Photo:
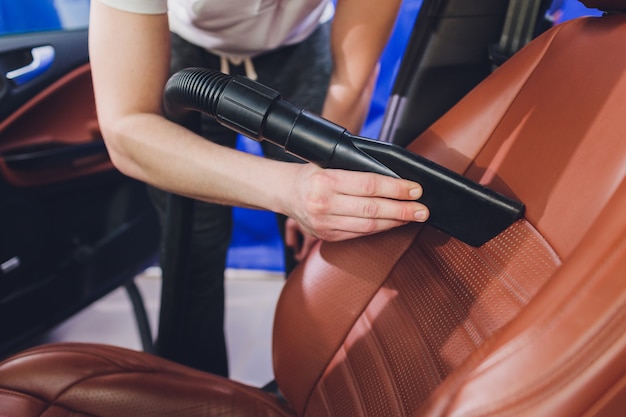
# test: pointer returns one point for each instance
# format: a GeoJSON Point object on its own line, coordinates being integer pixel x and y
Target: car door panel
{"type": "Point", "coordinates": [72, 228]}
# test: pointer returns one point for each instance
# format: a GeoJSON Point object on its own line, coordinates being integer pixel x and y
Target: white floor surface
{"type": "Point", "coordinates": [250, 302]}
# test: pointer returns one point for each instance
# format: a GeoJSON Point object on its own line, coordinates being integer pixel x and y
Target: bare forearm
{"type": "Point", "coordinates": [168, 156]}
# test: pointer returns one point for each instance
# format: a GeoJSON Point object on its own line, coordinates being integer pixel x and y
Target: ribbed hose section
{"type": "Point", "coordinates": [196, 89]}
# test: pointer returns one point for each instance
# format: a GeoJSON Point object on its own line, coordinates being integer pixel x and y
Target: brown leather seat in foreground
{"type": "Point", "coordinates": [413, 322]}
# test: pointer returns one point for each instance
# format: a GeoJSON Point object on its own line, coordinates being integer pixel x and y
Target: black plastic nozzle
{"type": "Point", "coordinates": [458, 206]}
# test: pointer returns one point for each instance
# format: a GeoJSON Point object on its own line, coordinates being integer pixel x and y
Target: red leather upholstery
{"type": "Point", "coordinates": [413, 322]}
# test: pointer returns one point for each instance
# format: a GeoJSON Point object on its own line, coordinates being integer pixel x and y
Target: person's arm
{"type": "Point", "coordinates": [130, 59]}
{"type": "Point", "coordinates": [360, 32]}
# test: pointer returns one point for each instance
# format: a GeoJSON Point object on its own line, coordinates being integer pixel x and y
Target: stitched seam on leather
{"type": "Point", "coordinates": [419, 230]}
{"type": "Point", "coordinates": [380, 351]}
{"type": "Point", "coordinates": [544, 387]}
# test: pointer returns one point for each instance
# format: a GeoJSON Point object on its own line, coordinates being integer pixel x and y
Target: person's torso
{"type": "Point", "coordinates": [246, 27]}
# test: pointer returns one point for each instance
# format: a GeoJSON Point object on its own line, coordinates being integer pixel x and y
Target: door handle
{"type": "Point", "coordinates": [43, 56]}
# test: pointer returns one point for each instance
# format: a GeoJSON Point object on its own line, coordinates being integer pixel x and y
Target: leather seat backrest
{"type": "Point", "coordinates": [413, 322]}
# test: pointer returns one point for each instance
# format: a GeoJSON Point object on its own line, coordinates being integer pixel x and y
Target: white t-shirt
{"type": "Point", "coordinates": [236, 28]}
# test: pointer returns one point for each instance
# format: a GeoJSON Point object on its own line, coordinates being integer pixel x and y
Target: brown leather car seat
{"type": "Point", "coordinates": [413, 322]}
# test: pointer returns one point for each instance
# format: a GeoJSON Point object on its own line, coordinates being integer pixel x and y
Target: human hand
+++
[AIM] Set down every record once more, word for word, without pictures.

[SOLUTION BELOW]
Photo:
# test: pointer returns one point for each instance
# format: a GeoJSON Point object on its own line, coordinates being integer pixel x and y
Target: car door panel
{"type": "Point", "coordinates": [72, 228]}
# test: pointer returns one point for each instance
# format: a GeoJSON Point object on its own line, coordinates being integer pixel x and y
Target: white floor surface
{"type": "Point", "coordinates": [250, 302]}
# test: pointer returns one point for each instance
# format: a GeoJSON Point object on its own line, coordinates being integer pixel x and y
Target: bare forearm
{"type": "Point", "coordinates": [168, 156]}
# test: pointer returns one point for each instance
# format: a GeoJSON Point object on its own line, coordinates being integer pixel x and y
Target: ribbed hose section
{"type": "Point", "coordinates": [196, 89]}
# test: pointer returns one point for each instance
# format: a GeoJSON Point object on its own line, coordinates being integer pixel x and y
Target: brown leather seat in foreground
{"type": "Point", "coordinates": [413, 322]}
# test: pointer returns one point for each instance
# format: a GeoJSON Point object on its own line, coordinates being integer pixel x and y
Target: black plastic nozzle
{"type": "Point", "coordinates": [458, 206]}
# test: pointer returns one point for each instance
# format: a GeoJSON Point object on its own line, coordinates being integer pixel x and y
Target: red leather upholstery
{"type": "Point", "coordinates": [413, 322]}
# test: pointer returns one point for each instance
# format: a GeoJSON Point object on its own line, coordinates being integer pixel x and y
Target: person's arm
{"type": "Point", "coordinates": [130, 59]}
{"type": "Point", "coordinates": [360, 32]}
# test: pointer returns one point for each instance
# format: a GeoJSON Point object on its own line, coordinates being integer pixel x and y
Target: stitched seam on leather
{"type": "Point", "coordinates": [419, 230]}
{"type": "Point", "coordinates": [380, 351]}
{"type": "Point", "coordinates": [544, 387]}
# test: pointer returns one point for each instance
# format: a GeoJSON Point object on its own line, coordinates being integer pixel x and y
Target: person's torso
{"type": "Point", "coordinates": [246, 27]}
# test: pointer returns one point for each instance
# format: a GeoJSON Point object on its own line, coordinates being integer pixel x and y
Target: door handle
{"type": "Point", "coordinates": [43, 56]}
# test: pointer returns one point for each instance
# format: a GeoJSON Point object on its own line, coordinates being integer pixel x and y
Target: leather seat backrest
{"type": "Point", "coordinates": [413, 322]}
# test: pointer returns one point for each instance
# format: a GeoJSON Point object on its own line, coordinates being integer pixel x and y
Target: white t-shirt
{"type": "Point", "coordinates": [236, 28]}
# test: pointer returns one point for each instance
# format: a GeoJSON Point object on its own line, coordinates being integer pixel x and y
Target: brown leather car seat
{"type": "Point", "coordinates": [413, 322]}
# test: pointer returns one point for each instance
# format: a GeoJSON Point object on its own line, coordinates being integer pixel x and y
Target: human hand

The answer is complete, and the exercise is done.